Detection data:
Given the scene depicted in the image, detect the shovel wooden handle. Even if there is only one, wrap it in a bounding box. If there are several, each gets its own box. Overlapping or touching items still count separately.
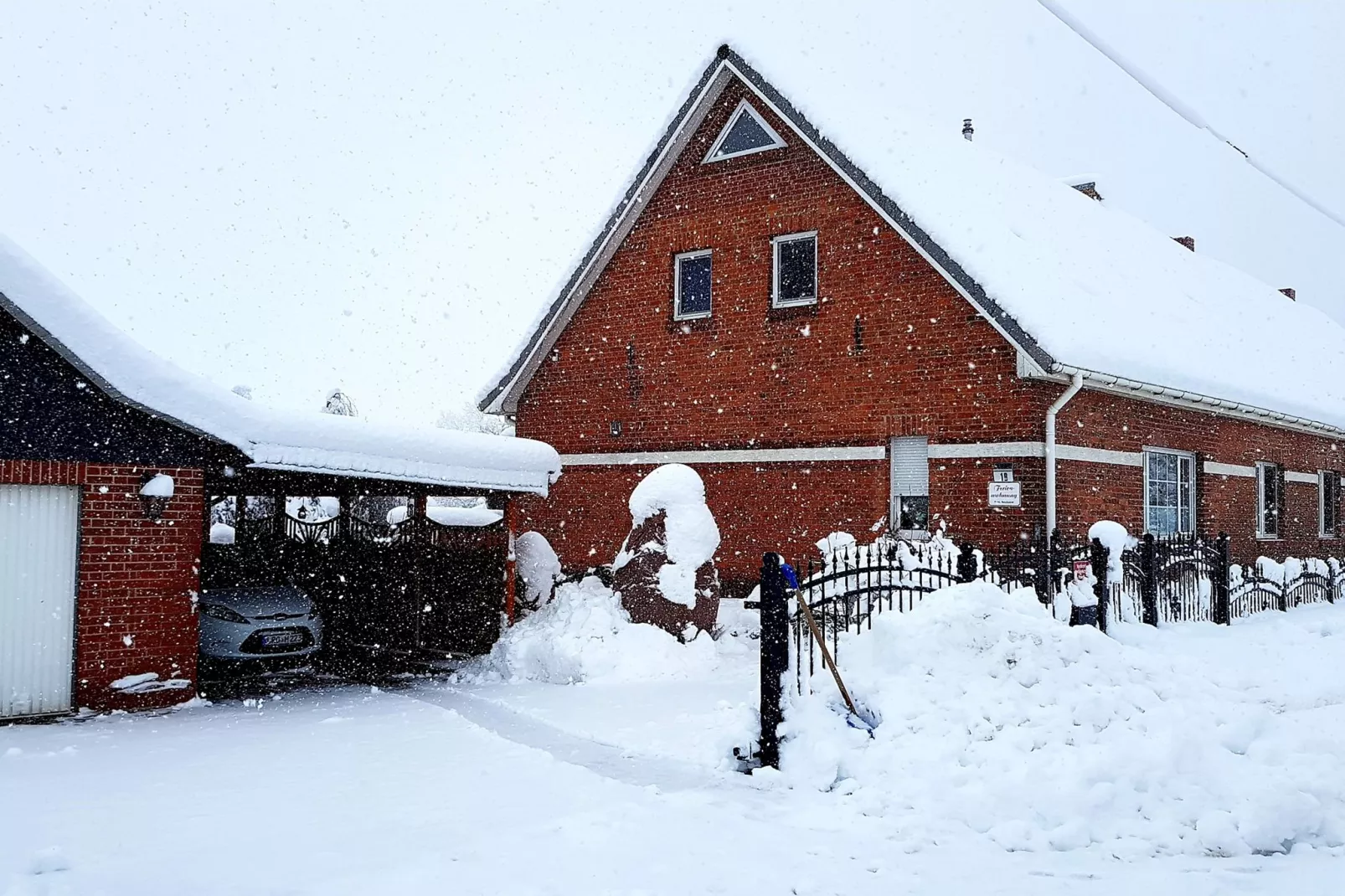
[797,596,859,716]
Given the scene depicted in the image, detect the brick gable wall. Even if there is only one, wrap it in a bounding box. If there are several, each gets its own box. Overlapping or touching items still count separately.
[518,73,1341,590]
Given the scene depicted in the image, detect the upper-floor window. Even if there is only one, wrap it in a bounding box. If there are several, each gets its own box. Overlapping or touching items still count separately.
[1317,470,1341,538]
[702,100,784,162]
[770,231,817,308]
[1256,460,1285,538]
[1145,448,1196,534]
[672,249,712,320]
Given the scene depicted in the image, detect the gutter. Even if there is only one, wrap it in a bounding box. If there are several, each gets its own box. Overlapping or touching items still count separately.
[1046,371,1084,557]
[1045,363,1345,439]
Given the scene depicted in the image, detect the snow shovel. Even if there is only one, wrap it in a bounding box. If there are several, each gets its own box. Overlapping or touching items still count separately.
[797,595,873,737]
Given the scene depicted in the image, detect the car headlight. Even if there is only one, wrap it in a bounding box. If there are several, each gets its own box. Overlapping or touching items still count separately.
[200,604,248,624]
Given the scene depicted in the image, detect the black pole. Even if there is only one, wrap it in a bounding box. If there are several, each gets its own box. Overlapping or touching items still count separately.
[759,553,785,768]
[1092,538,1111,631]
[1214,532,1234,626]
[957,542,977,583]
[1139,532,1162,628]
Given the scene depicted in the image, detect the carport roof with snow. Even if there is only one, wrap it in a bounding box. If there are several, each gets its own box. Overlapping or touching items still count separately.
[0,235,561,495]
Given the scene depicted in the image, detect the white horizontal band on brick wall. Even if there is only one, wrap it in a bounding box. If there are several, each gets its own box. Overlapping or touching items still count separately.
[930,441,1046,460]
[1205,460,1256,479]
[561,445,888,466]
[1056,445,1145,466]
[930,441,1145,466]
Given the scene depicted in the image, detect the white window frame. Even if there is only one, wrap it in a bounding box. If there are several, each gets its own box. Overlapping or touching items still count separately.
[770,230,822,308]
[888,436,934,541]
[701,97,786,166]
[1256,460,1287,541]
[1139,445,1200,534]
[1317,470,1341,538]
[672,249,714,320]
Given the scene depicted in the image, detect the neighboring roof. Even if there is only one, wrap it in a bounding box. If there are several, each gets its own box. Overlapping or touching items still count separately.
[0,235,561,495]
[482,47,1345,433]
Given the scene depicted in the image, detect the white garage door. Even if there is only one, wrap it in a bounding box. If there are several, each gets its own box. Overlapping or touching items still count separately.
[0,486,80,718]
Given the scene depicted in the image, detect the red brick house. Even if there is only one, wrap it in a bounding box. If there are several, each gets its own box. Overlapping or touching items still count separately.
[482,47,1345,594]
[0,237,559,721]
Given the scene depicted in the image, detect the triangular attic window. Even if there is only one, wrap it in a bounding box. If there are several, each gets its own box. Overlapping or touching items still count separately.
[705,100,784,162]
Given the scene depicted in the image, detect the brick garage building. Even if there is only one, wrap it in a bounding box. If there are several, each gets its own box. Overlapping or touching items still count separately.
[0,237,559,720]
[482,47,1345,594]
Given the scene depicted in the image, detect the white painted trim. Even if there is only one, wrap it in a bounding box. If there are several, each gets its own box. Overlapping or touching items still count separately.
[701,97,786,166]
[770,230,822,308]
[561,445,888,466]
[1203,460,1256,479]
[672,249,714,320]
[1139,445,1200,533]
[930,441,1046,460]
[1056,445,1145,466]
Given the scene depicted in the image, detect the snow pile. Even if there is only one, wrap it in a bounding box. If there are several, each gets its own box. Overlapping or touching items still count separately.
[513,532,561,607]
[783,584,1345,856]
[612,464,719,607]
[0,229,561,495]
[140,474,173,497]
[460,576,719,685]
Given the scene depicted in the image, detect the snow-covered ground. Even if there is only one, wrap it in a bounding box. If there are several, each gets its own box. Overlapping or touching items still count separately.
[0,583,1345,896]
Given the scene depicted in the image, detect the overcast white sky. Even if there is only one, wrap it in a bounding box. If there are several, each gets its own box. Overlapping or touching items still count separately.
[0,0,1345,422]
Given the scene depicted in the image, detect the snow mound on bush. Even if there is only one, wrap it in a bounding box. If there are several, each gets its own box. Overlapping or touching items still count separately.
[781,584,1345,856]
[460,576,719,685]
[630,464,719,572]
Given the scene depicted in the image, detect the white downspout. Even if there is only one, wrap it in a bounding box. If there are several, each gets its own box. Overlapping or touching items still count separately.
[1046,373,1084,556]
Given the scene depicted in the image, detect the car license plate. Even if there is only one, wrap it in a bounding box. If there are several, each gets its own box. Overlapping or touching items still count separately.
[261,631,304,647]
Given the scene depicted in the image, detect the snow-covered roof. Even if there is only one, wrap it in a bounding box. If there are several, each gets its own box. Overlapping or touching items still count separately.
[0,235,561,495]
[483,47,1345,430]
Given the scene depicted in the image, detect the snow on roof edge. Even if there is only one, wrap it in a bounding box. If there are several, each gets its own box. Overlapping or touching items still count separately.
[0,234,561,494]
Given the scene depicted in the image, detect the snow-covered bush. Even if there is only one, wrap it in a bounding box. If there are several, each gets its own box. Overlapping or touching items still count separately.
[460,576,717,685]
[781,583,1345,856]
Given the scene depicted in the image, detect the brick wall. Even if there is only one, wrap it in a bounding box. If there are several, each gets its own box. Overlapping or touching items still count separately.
[518,76,1345,579]
[0,460,204,709]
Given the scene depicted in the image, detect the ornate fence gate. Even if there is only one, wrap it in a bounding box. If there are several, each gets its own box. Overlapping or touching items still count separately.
[760,533,1345,765]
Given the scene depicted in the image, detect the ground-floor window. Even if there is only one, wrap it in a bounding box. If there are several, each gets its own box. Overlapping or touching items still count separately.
[1256,460,1285,538]
[1145,448,1196,534]
[888,436,930,534]
[1317,470,1341,538]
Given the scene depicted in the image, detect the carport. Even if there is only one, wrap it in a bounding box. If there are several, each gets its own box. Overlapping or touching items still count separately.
[200,466,532,672]
[0,237,561,718]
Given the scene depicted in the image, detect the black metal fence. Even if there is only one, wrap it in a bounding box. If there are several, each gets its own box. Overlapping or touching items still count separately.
[760,533,1345,765]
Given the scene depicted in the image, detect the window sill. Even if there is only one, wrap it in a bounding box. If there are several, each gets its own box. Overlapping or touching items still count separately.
[765,301,817,320]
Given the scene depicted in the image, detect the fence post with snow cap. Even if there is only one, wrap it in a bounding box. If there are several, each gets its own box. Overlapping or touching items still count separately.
[1090,538,1111,631]
[957,542,977,583]
[1210,532,1234,626]
[1139,532,1162,628]
[757,553,785,768]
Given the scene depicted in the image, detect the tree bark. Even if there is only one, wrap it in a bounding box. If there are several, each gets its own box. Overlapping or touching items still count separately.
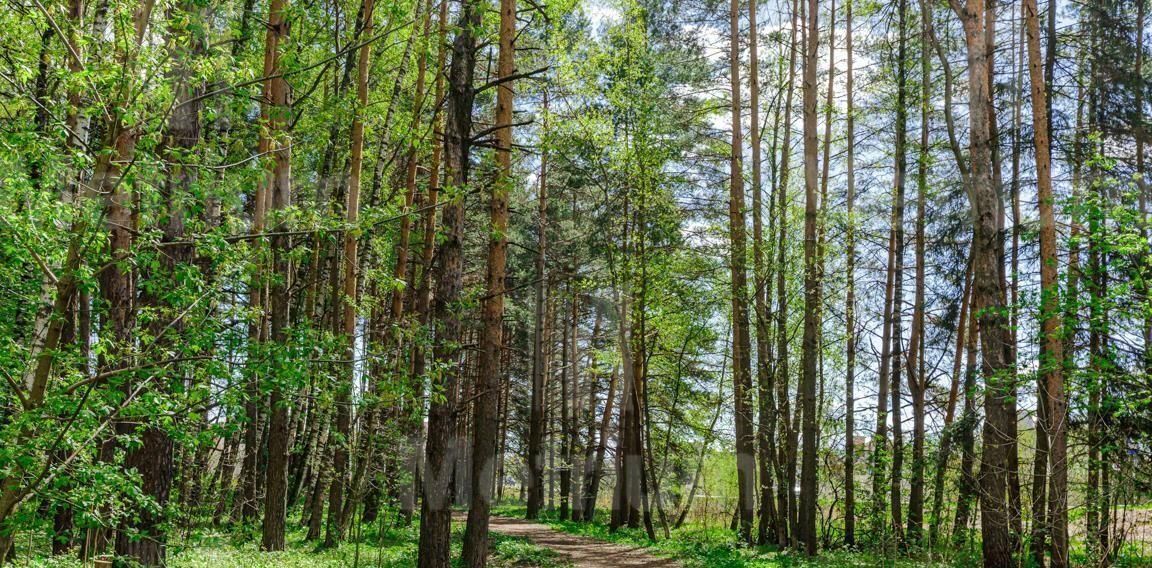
[796,0,820,556]
[260,0,291,551]
[463,0,516,555]
[418,0,480,557]
[844,0,857,547]
[525,90,548,520]
[952,0,1016,567]
[728,0,756,543]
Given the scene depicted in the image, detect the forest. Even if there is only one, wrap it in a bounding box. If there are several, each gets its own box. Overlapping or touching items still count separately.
[0,0,1152,568]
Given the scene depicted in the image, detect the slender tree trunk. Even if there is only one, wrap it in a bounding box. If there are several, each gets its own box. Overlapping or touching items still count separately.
[525,91,548,520]
[260,0,291,551]
[418,0,480,557]
[907,0,932,546]
[728,0,756,543]
[952,0,1016,567]
[584,366,620,522]
[927,252,972,548]
[324,0,374,546]
[844,0,857,547]
[116,1,204,566]
[796,0,820,556]
[773,0,801,547]
[952,281,979,547]
[463,0,516,557]
[748,0,779,545]
[1023,0,1068,568]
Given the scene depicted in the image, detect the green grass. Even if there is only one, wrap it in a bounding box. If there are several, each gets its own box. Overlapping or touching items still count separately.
[492,505,976,568]
[16,516,570,568]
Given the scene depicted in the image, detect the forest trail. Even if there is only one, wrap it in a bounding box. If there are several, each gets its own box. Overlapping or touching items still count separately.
[470,516,681,568]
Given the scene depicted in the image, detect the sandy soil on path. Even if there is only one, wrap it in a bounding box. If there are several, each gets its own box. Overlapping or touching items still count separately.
[463,516,681,568]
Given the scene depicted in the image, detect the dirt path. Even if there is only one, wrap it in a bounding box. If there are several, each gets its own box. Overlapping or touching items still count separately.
[479,516,680,568]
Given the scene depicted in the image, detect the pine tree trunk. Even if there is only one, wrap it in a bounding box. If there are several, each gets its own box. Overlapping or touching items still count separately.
[525,91,548,520]
[260,0,291,551]
[418,1,480,557]
[844,0,857,547]
[463,0,516,557]
[728,0,756,543]
[796,0,820,556]
[952,0,1016,567]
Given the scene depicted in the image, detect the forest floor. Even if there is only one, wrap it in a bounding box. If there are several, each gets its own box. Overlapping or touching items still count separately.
[481,505,979,568]
[472,516,681,568]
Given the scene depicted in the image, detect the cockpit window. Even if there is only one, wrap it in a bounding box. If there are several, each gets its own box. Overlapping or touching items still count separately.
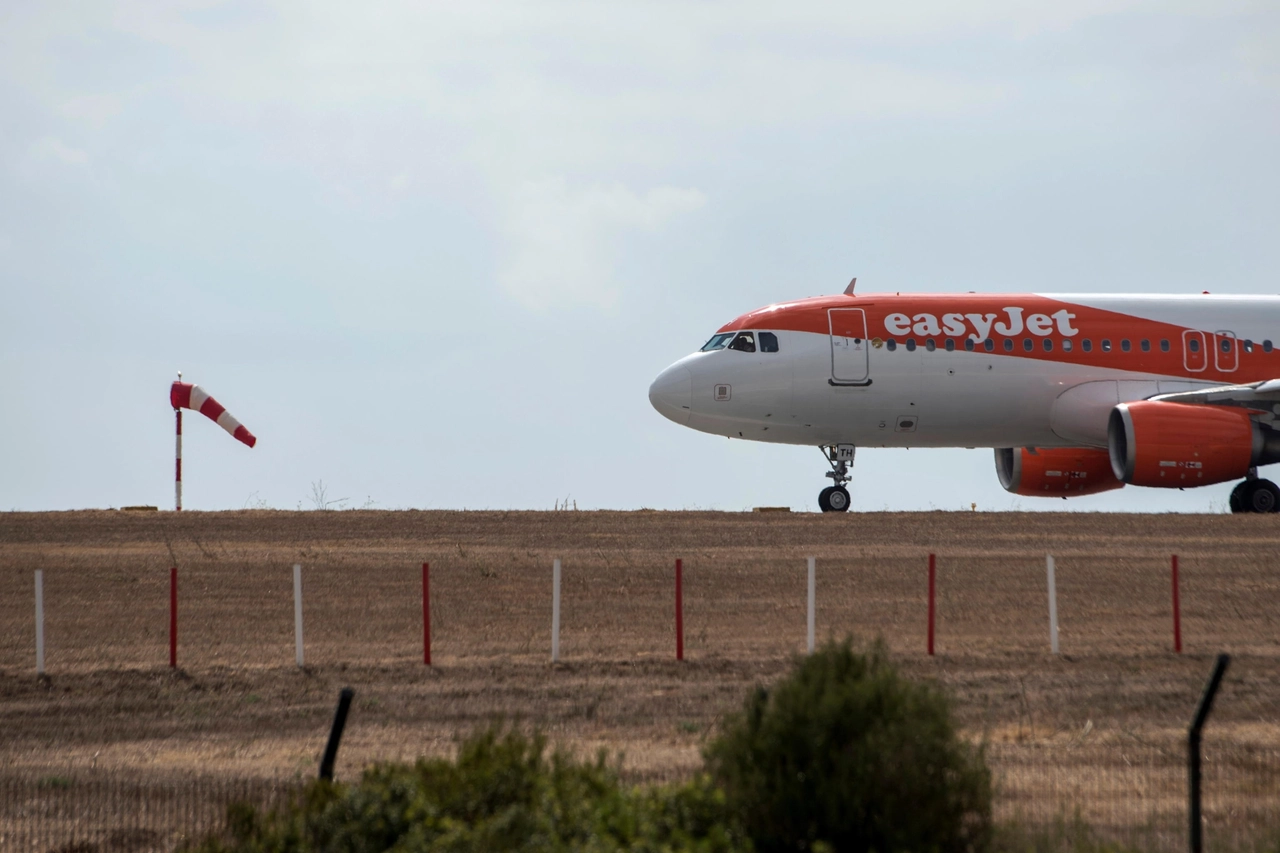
[701,332,733,352]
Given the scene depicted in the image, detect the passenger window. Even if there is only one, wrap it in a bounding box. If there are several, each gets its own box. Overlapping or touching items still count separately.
[701,332,733,352]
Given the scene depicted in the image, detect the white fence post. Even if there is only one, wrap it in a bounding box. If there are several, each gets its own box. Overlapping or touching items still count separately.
[36,569,45,675]
[293,562,302,667]
[552,560,559,663]
[1044,555,1059,654]
[809,557,815,654]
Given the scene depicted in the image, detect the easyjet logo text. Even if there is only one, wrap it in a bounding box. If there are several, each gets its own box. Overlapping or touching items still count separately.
[884,307,1080,341]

**Problem to solve:** Reproduce everything from the start of the data down to the line containing "[518,73,1341,590]", substituting "bounding rectangle" for every "bounding box" and changing nothing else. Omit the pictures from your output.

**Reply:**
Given the scene depicted in the image, detect the shovel wooden handle. Even if there is only one, wrap it in a bounding rectangle. If there are several, each gets its own box. Overlapping or touching items still count separately.
[797,596,859,716]
Given the scene depicted in the image, detect the brick gable wall. Even if there is only one, wrap it in a bounding rectangle. If there are several, each gets its own box. Overlapping or touching items still count separately.
[518,73,1341,590]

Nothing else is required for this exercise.